> **Excerpt to read**:
[Toybox] [landley/toybox] Help building toybox with the NDK/bionic (#43)

enh enh at google.com
Mon Dec 26 13:48:35 PST 2016


On Mon, Dec 26, 2016 at 10:31 AM, Rob Landley <rob at landley.net> wrote:
> On 12/24/2016 01:40 PM, enh wrote:
>> On Wed, Dec 21, 2016 at 2:29 PM, Rob Landley <rob at landley.net> wrote:
>>> On 12/18/2016 12:52 PM, enh wrote:
>>>> for configure-like usage you'll need to generate a standalone toolchain:
> ...                       ^
>>> I can add another compile-time probe for this, but I'm wondering if
>>> there's a way to figure it out from the #defines? You added it in commit
>>> e0dbc6beaf37:
>>>
>>> +#ifdef __ANDROID__
>>> +#include <cutils/sched_policy.h>
>>> +#else
>>> +typedef int SchedPolicy;
>>> +int get_sched_policy(int tid, SchedPolicy *policy);
>>> +const char *get_sched_policy_name(SchedPolicy policy);
>>> +#endif
>>>
>>> So presumably you understand when it is/isn't there? Anyway, when I #if
>>> 0'd that out, it got further but then died with:
>>
>> the problem here is that libcutils is part of the platform, but not
>> the NDK.
>
> Limiting what I can test by building against the NDK. :(

well, toybox is in this weird position of being both a project in its
own right but also part of the system. so it gets its own selinux
label that lets it do things a regular app couldn't (like read other
process' info in /proc, say, for ps(1) and friends), and it also gets
a dependency on libcutils for decoding the Android-specific extra
scheduler info that toybox ps can show on Android.

> **Information supplied**:
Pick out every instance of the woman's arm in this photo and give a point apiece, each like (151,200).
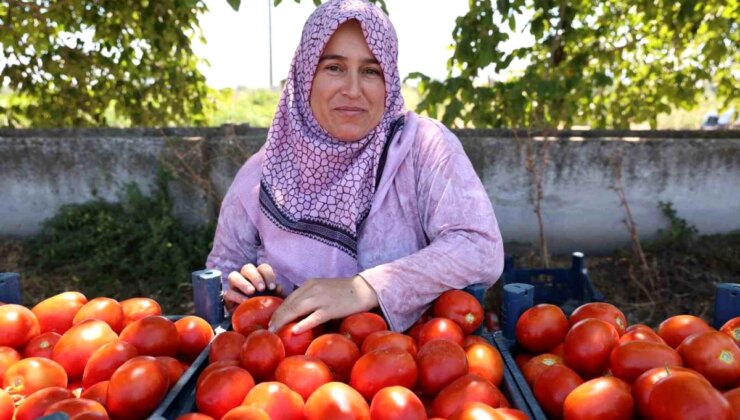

> **Work to do**:
- 1) In the toybox mailing list message, what does toybox need libcutils for?
- 2) Copy the toybox mailing list message word for word, from "well, toybox is" up to and including "show on Android.".

> **The solutions**:
- 1) To decode the Android-specific extra scheduler info that toybox ps can show on Android.

- 2)
well, toybox is in this weird position of being both a project in its
own right but also part of the system. so it gets its own selinux
label that lets it do things a regular app couldn't (like read other
process' info in /proc, say, for ps(1) and friends), and it also gets
a dependency on libcutils for decoding the Android-specific extra
scheduler info that toybox ps can show on Android.